Supplied material:
========

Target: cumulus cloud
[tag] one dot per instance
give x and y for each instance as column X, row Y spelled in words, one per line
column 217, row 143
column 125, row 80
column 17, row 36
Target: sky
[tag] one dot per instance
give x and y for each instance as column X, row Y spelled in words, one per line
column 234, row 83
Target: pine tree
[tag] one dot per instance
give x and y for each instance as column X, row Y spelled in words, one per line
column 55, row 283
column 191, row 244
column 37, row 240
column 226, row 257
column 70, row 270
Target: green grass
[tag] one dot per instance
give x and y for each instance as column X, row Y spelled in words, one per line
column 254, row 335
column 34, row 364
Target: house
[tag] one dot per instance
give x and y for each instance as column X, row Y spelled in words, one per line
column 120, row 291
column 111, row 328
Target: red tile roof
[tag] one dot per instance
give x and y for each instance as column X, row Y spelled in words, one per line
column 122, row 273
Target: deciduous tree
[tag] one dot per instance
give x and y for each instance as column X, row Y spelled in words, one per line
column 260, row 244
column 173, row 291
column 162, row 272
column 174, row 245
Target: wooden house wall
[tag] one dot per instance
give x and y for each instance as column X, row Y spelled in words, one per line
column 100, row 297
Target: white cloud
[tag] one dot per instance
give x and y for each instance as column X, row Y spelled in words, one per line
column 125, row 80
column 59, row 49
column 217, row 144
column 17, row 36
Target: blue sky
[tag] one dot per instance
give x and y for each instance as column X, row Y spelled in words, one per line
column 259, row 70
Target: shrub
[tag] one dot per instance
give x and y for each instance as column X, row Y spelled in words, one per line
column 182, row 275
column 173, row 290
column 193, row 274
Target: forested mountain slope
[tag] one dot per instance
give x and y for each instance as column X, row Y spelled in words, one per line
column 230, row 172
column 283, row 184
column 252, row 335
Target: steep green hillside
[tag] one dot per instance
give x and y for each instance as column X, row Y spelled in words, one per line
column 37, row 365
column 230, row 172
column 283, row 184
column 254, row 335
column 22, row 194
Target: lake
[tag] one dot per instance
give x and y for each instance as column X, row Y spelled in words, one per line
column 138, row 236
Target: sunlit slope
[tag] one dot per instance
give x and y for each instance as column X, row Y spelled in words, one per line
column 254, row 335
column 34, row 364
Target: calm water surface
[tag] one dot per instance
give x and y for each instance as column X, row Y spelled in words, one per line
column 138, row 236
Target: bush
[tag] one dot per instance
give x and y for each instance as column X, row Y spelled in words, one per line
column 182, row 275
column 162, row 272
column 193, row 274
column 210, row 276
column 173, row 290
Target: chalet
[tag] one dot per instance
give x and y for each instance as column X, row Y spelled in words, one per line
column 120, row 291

========

Work instructions:
Starting at the line that contains "Target: bush", copy every line down to the last line of the records above, exactly as written.

Answer to this task:
Target: bush
[tag] one dot per instance
give x and y for each instance as column X, row Y spelled in words, one per line
column 182, row 275
column 162, row 272
column 193, row 274
column 210, row 276
column 173, row 290
Target: chalet
[tag] one dot per instance
give x and y for each instance as column X, row Y spelled in words, one per line
column 120, row 291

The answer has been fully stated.